» **Texto fornecido**:

◇ ◇ ◇

A liberdade de imprensa tem sido uma das pedras fundamentais da legitimidade do regime. A censura do famoso lápis azul, pareceu concitar a unanimidade de todos os sectores oposicionistas da 2ª república e nos anos subsequentes ao 25 de Novembro de 1975, existiu uma efectiva liberdade de imprensa, embora esta fosse reservada aos signatários do ameaçador pacto que o MFA obrigou a sociedade civil a aceitar como condição sine qua non.

 

Assumindo a verdade incontornável dos grupos económicos terem desempenhado a necessária função de investimento para a garantia da influência na opinião pública, assistiu-se a uma  apreciável pluralidade de publicações, desde A Rua de Manuel Maria Múrias, até aos abertamente comunistas O DiárioDiário de Lisboa. Embora o tom geral seguisse a quase obrigatória linha PS-PSD-PC-UDP conducente ao "socialismo da Constituição", assistia-se à influência que alguns jornalistas exerciam sobre os correspondentes sectores políticos. Por exemplo, seria hoje impensável a existência de uma Vera Lagoa que pelas arremetidas semanais em O Diabo trazia muitas dezenas de milhar de lisboetas à Avenida, manifestando-se no dia da Restauração de 1640. Um símbolo de resistência e de vitória sobre um PREC ainda bem presente na mente de todos, era olhada com o sobranceiro e auto-intelectualizado desdém pelos detentores da verdade daquele tempo, plasmada no eixo Expresso - O Jornal. Já o chamado centrão indicava a sua futura hegemonia nestes nossos dias, mas contemporizava fatalmente com os vencidos do pró-sovietismo que conquistara de assalto as redacções, editoras e casas de impressão. Quem não se recorda dos cortes ao subsídio do papel, ou da recusa da impressão, distribuição ou venda de alguns  periódicos? Estas operações silenciadoras consistiram numa outra forma de censura, contornando um preceituado constitucional tornado vazio de substância e pior ainda, transmitiam a mensagem da necessidade do silêncio de alguns para a consolidação da democracia emergente!

◇ ◇ ◇

» **Dados apresentados**:
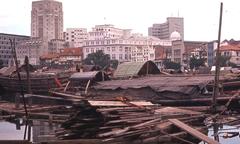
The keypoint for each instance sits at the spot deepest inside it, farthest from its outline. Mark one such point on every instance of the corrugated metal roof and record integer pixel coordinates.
(130, 69)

◇ ◇ ◇

» **A tarefa**: No texto sobre a liberdade de imprensa, substitua "pacto" por "acordo" e reproduza o trecho que começa com "A liberdade de imprensa tem" e termina com "sine qua non.". Baseie-se somente no texto.

» **A resposta**:
A liberdade de imprensa tem sido uma das pedras fundamentais da legitimidade do regime. A censura do famoso lápis azul, pareceu concitar a unanimidade de todos os sectores oposicionistas da 2ª república e nos anos subsequentes ao 25 de Novembro de 1975, existiu uma efectiva liberdade de imprensa, embora esta fosse reservada aos signatários do ameaçador acordo que o MFA obrigou a sociedade civil a aceitar como condição sine qua non.